DO THIS: Return every line below verbatim, with nothing changed or left out.

PROVIDED DATA:

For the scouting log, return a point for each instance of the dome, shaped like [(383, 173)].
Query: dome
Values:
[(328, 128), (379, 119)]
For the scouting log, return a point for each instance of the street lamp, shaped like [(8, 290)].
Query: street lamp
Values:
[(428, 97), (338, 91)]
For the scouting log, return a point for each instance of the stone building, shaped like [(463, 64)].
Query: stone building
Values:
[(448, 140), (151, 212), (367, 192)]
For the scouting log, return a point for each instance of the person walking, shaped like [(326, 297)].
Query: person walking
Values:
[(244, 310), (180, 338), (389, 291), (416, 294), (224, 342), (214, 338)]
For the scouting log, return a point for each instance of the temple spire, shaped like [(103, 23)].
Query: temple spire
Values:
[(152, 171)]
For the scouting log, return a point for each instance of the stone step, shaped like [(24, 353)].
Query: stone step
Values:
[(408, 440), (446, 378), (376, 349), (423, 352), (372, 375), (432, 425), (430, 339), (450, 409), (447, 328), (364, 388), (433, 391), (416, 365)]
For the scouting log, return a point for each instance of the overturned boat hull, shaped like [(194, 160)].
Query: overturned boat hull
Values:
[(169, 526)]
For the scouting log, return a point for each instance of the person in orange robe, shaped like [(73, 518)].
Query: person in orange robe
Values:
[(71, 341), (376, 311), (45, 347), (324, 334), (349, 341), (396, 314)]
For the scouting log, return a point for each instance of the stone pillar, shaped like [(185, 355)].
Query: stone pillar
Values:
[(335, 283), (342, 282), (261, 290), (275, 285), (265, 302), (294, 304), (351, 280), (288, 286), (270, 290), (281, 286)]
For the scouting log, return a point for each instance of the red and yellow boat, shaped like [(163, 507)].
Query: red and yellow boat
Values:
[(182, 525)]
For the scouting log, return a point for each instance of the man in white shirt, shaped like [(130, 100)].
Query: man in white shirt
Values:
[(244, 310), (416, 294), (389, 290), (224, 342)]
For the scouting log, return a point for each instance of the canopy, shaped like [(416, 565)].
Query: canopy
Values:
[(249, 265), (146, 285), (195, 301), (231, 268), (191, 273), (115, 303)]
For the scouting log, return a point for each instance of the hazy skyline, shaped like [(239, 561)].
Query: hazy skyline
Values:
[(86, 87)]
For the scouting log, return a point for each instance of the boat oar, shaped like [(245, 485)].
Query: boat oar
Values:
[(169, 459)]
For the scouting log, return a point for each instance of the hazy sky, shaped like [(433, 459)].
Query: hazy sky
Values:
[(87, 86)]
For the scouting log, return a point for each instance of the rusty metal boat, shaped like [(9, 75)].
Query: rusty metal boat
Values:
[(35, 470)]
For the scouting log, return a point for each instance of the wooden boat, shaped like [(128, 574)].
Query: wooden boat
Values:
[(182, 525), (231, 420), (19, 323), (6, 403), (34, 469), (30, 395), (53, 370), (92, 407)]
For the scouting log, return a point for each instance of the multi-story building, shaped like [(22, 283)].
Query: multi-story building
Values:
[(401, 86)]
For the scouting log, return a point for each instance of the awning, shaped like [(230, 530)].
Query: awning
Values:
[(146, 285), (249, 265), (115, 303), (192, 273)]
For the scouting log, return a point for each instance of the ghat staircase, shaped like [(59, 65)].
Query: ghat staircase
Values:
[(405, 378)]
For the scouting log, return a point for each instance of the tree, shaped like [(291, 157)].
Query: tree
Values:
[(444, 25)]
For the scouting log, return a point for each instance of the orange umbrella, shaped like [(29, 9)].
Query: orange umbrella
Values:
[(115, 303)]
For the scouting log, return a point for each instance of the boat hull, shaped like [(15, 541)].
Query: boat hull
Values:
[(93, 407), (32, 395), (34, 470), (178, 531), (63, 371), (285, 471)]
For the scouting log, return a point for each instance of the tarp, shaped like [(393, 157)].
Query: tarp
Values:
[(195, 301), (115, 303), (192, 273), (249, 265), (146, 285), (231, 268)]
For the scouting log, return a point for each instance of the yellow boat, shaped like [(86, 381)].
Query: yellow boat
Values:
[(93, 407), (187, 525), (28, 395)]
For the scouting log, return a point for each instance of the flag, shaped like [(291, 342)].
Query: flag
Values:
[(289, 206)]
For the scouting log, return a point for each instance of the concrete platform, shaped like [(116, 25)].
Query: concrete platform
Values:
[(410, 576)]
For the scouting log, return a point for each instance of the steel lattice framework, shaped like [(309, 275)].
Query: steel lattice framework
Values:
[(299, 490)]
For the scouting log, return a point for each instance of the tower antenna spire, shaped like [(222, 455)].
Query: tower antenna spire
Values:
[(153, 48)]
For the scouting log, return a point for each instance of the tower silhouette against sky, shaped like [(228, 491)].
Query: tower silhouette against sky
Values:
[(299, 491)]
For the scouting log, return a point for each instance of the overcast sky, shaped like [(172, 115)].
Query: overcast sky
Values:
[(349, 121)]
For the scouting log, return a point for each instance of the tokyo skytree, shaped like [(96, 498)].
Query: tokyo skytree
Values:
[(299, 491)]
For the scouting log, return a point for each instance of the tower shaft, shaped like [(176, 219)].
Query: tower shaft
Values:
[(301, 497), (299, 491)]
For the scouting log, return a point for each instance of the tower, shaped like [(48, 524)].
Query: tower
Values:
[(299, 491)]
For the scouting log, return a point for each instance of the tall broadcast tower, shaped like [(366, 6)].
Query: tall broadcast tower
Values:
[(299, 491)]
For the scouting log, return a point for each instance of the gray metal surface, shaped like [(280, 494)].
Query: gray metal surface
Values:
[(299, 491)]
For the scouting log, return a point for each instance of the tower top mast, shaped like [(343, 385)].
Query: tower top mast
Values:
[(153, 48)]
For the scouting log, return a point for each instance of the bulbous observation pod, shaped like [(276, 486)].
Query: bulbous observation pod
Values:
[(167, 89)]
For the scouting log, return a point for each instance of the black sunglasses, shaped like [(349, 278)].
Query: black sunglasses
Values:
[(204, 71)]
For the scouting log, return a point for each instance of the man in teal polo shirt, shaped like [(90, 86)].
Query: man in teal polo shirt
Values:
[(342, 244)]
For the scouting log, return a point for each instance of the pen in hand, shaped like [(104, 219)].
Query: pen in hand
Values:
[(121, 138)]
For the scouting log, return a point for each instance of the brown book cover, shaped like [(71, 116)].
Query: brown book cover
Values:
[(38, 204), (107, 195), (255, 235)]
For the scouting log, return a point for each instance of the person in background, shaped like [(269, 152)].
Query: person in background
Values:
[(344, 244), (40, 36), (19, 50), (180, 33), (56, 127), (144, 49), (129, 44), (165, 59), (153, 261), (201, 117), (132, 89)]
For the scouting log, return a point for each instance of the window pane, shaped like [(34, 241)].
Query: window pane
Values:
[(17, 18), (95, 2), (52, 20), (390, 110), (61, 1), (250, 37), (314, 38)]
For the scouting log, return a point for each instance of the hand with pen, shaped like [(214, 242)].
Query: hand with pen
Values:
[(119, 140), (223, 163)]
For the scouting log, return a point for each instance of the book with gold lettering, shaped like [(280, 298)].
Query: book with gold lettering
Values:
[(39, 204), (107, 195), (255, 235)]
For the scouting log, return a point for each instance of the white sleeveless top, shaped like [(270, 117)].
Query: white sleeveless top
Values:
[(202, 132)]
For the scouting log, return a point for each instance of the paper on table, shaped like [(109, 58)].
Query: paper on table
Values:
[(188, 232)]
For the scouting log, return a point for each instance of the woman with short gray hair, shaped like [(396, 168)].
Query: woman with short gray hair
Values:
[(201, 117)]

OUTPUT OF THE EXERCISE:
For the scouting log, return a point for each instance of the dome, shaped like [(383, 173)].
Query: dome
Values:
[(328, 128), (379, 119)]
For the scouting log, return a point for each instance of the street lamp, shaped like [(8, 290)].
Query: street lamp
Values:
[(428, 97), (338, 91)]
For the scouting log, return a point for each instance of the stone building, shaped like [(463, 64)].
Query: stone building
Values:
[(448, 140), (151, 212), (367, 192)]
For the scouting log, return a point for each instance of the person walking, shaped like [(326, 297)].
Query: person walking
Values:
[(244, 310), (180, 338), (389, 291), (416, 294), (224, 342), (214, 338)]
For the scouting log, return a point for each instance of the temple spire, shaped like [(103, 23)].
Query: temple spire
Values:
[(152, 171)]
For the scouting log, return a point for each instance of the stone step, shaped like [(24, 353)].
Query: stone step
Values:
[(408, 440), (446, 378), (376, 349), (423, 352), (372, 375), (432, 425), (430, 339), (450, 409), (447, 328), (364, 388), (433, 391), (416, 365)]
For the scouting log, return a point for each instance of the overturned boat hull, shaped like [(194, 160)].
Query: overturned boat hull
Values:
[(169, 526)]
For the scouting log, return a point for each instance of the person in orange robe, shaped like [(73, 518)].
Query: person in orange robe
Values:
[(71, 341), (376, 311), (45, 347), (324, 334), (349, 341), (396, 314)]
For the scouting log, return a point for each instance of the stone pillar, shaped like [(185, 355)].
Query: stone pillar
Values:
[(335, 283), (342, 282), (261, 290), (275, 285), (265, 302), (294, 304), (351, 280), (288, 286), (270, 290), (281, 286)]
For the scouting log, return a point for each instance of the red and yellow boat, shaped like [(163, 507)].
Query: red and yellow boat
Values:
[(182, 525)]
For the scouting log, return a point for each instance of the man in white shirt, shaped like [(130, 100)].
Query: man in white shirt
Values:
[(244, 310), (416, 294), (389, 290), (224, 342)]
For the scouting log, return a point for each instance of the canopy, shaped like [(416, 565)].
Query: canopy
Values:
[(249, 265), (146, 285), (195, 301), (231, 268), (191, 273), (115, 303)]
For the scouting log, return a point for each instance of the hazy skyline, shaped like [(239, 561)].
Query: hazy skyline
Values:
[(86, 87)]
For the scouting log, return a point for each instance of the boat oar, shaped like [(245, 485)].
Query: boat oar
Values:
[(169, 459)]
For the scouting log, return a point for each instance of the hazy sky, shaped like [(433, 459)].
Query: hazy sky
Values:
[(87, 86)]
For the scouting log, return a point for each instance of the rusty metal boat, shaped like [(9, 75)].
Query: rusty metal boat
Values:
[(35, 470)]
For the scouting log, return a point for each instance of the wooden boat, shaped like [(128, 574)].
Query: wooden boat
Values:
[(182, 525), (231, 420), (19, 323), (6, 403), (34, 469), (30, 395), (53, 370), (92, 407)]
For the scouting log, return a point for each instance of the multi-story building, shaped like [(22, 283)].
Query: multi-story building
Values:
[(401, 86)]
For the scouting log, return a point for each instance of the awning, shaped like [(230, 530)].
Query: awning
Values:
[(146, 285), (249, 265), (115, 303), (192, 273)]
For the scouting log, return a point for each instance of the ghat staircase, shaped like [(59, 65)].
Query: ghat staircase
Values:
[(405, 378)]
For the scouting log, return a point for each instance of the tree, shaped like [(291, 157)].
Query: tree
Values:
[(444, 25)]
For the scouting log, return a point for each instance of the orange umbrella, shaped like [(29, 9)].
Query: orange umbrella
Values:
[(115, 303)]
For the scouting log, return a point for each instance of the boat hull, shaped like [(15, 541)].
Query: boat hull
Values:
[(93, 407), (32, 395), (34, 470), (178, 531), (63, 371), (285, 471)]
For the scouting log, return a point for each instance of the tarp, shaped like [(393, 157)].
Query: tarp
Values:
[(195, 301), (115, 303), (192, 273), (249, 265), (146, 285), (231, 268)]
For the scouting log, return a point for each instance of the yellow boat, shaped like [(86, 381)].
Query: yellow boat
Values:
[(93, 407), (187, 525), (28, 395)]
For the scouting log, return a point for each instance of the flag, shaped like [(291, 342)].
Query: flag
Values:
[(289, 206)]
For the scouting log, return a point for each instance of the concrete platform, shaped like [(116, 25)].
Query: concrete platform
Values:
[(410, 576)]
For the scouting log, return a point for each instance of the steel lattice framework, shaped like [(309, 275)].
Query: steel lattice framework
Values:
[(299, 490)]
For the scouting log, return a point for each instance of the tower antenna spire, shaped like [(222, 455)].
Query: tower antenna spire
Values:
[(153, 48)]
For the scouting log, return a point for each instance of the tower silhouette against sky, shaped like [(228, 491)].
Query: tower silhouette against sky
Values:
[(299, 491)]
For the scouting log, return a point for each instance of the overcast sky, shaped like [(172, 115)].
Query: overcast sky
Values:
[(349, 121)]
For the scouting log, return a point for each instance of the tokyo skytree, shaped like [(96, 498)].
Query: tokyo skytree
Values:
[(299, 491)]
For the scouting log, return a point for each instance of the tower shaft, shaped like [(176, 219)].
Query: tower shaft
Values:
[(301, 497), (299, 491)]
For the scouting log, return a point for each instance of the tower, shaped like [(48, 524)].
Query: tower
Values:
[(299, 491)]
For the scouting log, return a point for each instance of the tall broadcast tower, shaped like [(366, 6)].
Query: tall broadcast tower
Values:
[(299, 491)]
For the scouting log, return a point for each instance of the gray metal surface, shaped like [(280, 494)].
Query: gray metal surface
Values:
[(299, 491)]
For the scouting log, return a point for each instance of the tower top mast, shaped like [(343, 385)].
Query: tower top mast
Values:
[(153, 48)]
For the scouting log, return a point for each instance of the bulbous observation pod, shaped like [(276, 486)].
Query: bulbous observation pod
Values:
[(167, 89)]
For the scouting log, return a point for each instance of the black sunglasses, shaped like [(349, 278)].
Query: black sunglasses
Values:
[(204, 71)]
For the scouting log, return a point for each instance of the man in teal polo shirt, shaped like [(90, 86)].
Query: man in teal polo shirt
Values:
[(342, 244)]
For the scouting log, return a point for each instance of the pen in hand, shaped like [(104, 219)].
Query: pen in hand
Values:
[(121, 138)]
For the scouting log, return a point for each instance of the brown book cover, shaped like [(71, 116)].
Query: brown book cover
Values:
[(38, 204), (107, 195), (255, 235)]
For the scouting log, return a point for each instance of the person in background, shaped like [(269, 152)].
Query: person in background
Values:
[(344, 244), (40, 36), (19, 50), (180, 33), (56, 127), (144, 49), (129, 44), (165, 59), (153, 261), (201, 117), (132, 89)]
For the scouting log, return a point for each instance of the window pane, shaped like [(34, 241)].
Query: window pane
Values:
[(17, 18), (95, 2), (52, 20), (390, 110), (61, 1), (250, 37), (314, 38)]
For the scouting log, return a point for each instance of the hand with pen, shaped like [(214, 242)].
Query: hand with pen
Values:
[(119, 140), (223, 163)]
For the scouting log, return a point for each instance of the book with gold lettering, shaped like [(280, 298)].
Query: book with gold lettering
Values:
[(39, 204), (107, 195), (255, 235)]
For the scouting log, return a point for each instance of the white sleeveless top, shaped like [(270, 117)].
Query: white sleeveless top
Values:
[(202, 132)]
For the scouting log, return a point for each instance of the paper on table, shaped like [(109, 58)].
Query: paper on table
Values:
[(188, 232)]
For the scouting log, return a point for each instance of the woman with short gray hair, shaped like [(396, 168)].
Query: woman with short gray hair
Values:
[(201, 117)]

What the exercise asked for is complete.